*PASSAGE TO READ:*
· · · ·

2004-03-12 21:01:15

by Tim Hockin

[permalink] [raw]
Subject: calling flush_scheduled_work()

We've recently bumped into an issue, and I'm not sure which is the real bug.

In short we have a case where mntput() is called from the kevetd workqueue.
When that mntput() hit an NFS mount, we got a deadlock. It turns out that
deep in the RPC code, someone calls flush_scheduled_work(). Deadlock.

So what is the real bug?

Is it verboten to call mntput() from keventd? What other things might lead
to a flush_scheduled_work() and must therefore be avoided?

Should callers of flush_scheduled_work() be changed to use private
workqueues? There are 31 calls that I got from grep. 25 are in drivers/, 1
in ncpfs, 3 in nfs4, 2 in sunrpc. The drivers/ are *probably* ok. Should
those other 6 be changed?

Either way, it seems like there should maybe be a check and a badness
warning if flush_workqueue is called from that workqueue.

Which avenue should we follow? Our own problem can be fixed differently,
but I didn't want to just ignore this unstated assumption that it is safe to
call flush_scheduled_work() anywhere.

· · · ·

*SOURCE MATERIAL:*
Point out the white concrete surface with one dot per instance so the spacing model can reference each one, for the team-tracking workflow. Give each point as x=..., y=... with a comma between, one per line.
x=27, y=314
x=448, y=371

· · · ·

*THE EXERCISE:* Pick up the mailing-list post about the flush_scheduled_work() deadlock after its last sentence and keep writing it. None of the material is needed here.

*FINAL RESULT:*
Tim

--
Tim Hockin
Sun Microsystems, Linux Software Engineering
[email protected]
All opinions are my own, not Sun's


2004-03-12 22:00:52

by Trond Myklebust

[permalink] [raw]
Subject: Re: calling flush_scheduled_work()

P? fr , 12/03/2004 klokka 15:58, skreiv Tim Hockin:
> We've recently bumped into an issue, and I'm not sure which is the real bug.
>
> In short we have a case where mntput() is called from the kevetd workqueue.
> When that mntput() hit an NFS mount, we got a deadlock. It turns out that
> deep in the RPC code, someone calls flush_scheduled_work(). Deadlock.
>
> So what is the real bug?
>
> Is it verboten to call mntput() from keventd? What other things might lead
> to a flush_scheduled_work() and must therefore be avoided?
>
> Should callers of flush_scheduled_work() be changed to use private
> workqueues? There are 31 calls that I got from grep. 25 are in drivers/, 1
> in ncpfs, 3 in nfs4, 2 in sunrpc. The drivers/ are *probably* ok. Should
> those other 6 be changed?

It would be dead easy to change RPC+NFS to use their own, workqueue. In
fact I've already considered that several times in the places where the
NFSv4 state stuff gets hairy. ... but it might be nice not to have to
set up all these (mostly) idle threads for exclusive use by NFS just in
order to catch a corner case.

Could we therefore perhaps consider setting up one or more global
workqueues that would be alternatives to keventd?

Cheers,
Trond

2004-03-12 22:38:43

by Tim Hockin

[permalink] [raw]
Subject: Re: calling flush_scheduled_work()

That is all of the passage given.